QUÉ TRABAJAR —
A – En el fragmento, ¿qué clase de chaquetas usan todos los amiguitos?
B – Escribe la continuación del fragmento sobre la llegada de los amiguitos, empezando justo después de su última oración.

FRAGMENTO —
+++++
Uno por uno llegan los amiguitos. Primero entra el niño de la familia. Todos usan chaquetas de pana que cubren sus hombros rosados y suaves y que revelan, sin embargo, los muslos lechosamente inmaculados. Nadie parece preocuparse por corbatas. El mayor de los niños que solo tiene treinta y tres años canta una balada melodiosa con la seguridad de un adulto.

Levanta los ojos a la ventana central y suspira voluptuosamente. Ya tiene las indescriptibles emociones de la temprana pubertad. Su madre, una mujer comprensiva, se le acerca y, tirándolo suavemente de su zigzagueante rabo, le explica que tiene una persona en la cabeza y que esa persona se relaciona con él. El niño se para y se rasca las piernas posteriores.

Pero tú me prometiste algo, dice ella.

Es indispensable que dejes de beber tanto. Un vaso de leche de vez en cuando está bien, pero tú has abusado últimamente.

Como llegan más amigos, la temperatura del cuarto se hace cálida. Han abierto el resto de las ventanas y el susurrante ruido de las hojas arrastradas por el suave siroco ahoga el zumbido de la conversación.
+++++
DATOS MOSTRADOS —
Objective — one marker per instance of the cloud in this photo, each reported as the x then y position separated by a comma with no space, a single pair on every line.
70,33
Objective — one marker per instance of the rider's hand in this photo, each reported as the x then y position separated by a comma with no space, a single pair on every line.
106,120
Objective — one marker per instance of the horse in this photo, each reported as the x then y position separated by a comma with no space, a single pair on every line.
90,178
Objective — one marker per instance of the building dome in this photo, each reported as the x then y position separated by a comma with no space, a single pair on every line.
+++++
RESPUESTAS —
A – Chaquetas de pana.

B –
Con remordimiento yo vi la agónica expresión de sus menudos ojos de cerdo, y la actitud de su cuerpo pequeño y firme, medio entregado, medio desafiante, irresistiblemente los regordetes brazos tendidos hacia mí. Ah! y la criatura deliciosa y pequeña me pertenecería: todas las dieciséis pulgadas de sus formas adorables.

Quitándome la camisola de crepe-de-chine, exploré las profundidades de mi ropa interior en busca de algún dinero que inadvertidamente se me hubiera salido del portamonedas durante los largos meses de invierno, época en que yo siempre lo llevo debido al siempre acechante peligro de encontrarme lejos de Nueva York sin refugio y sin dinero para cualquier gasto imprevisto.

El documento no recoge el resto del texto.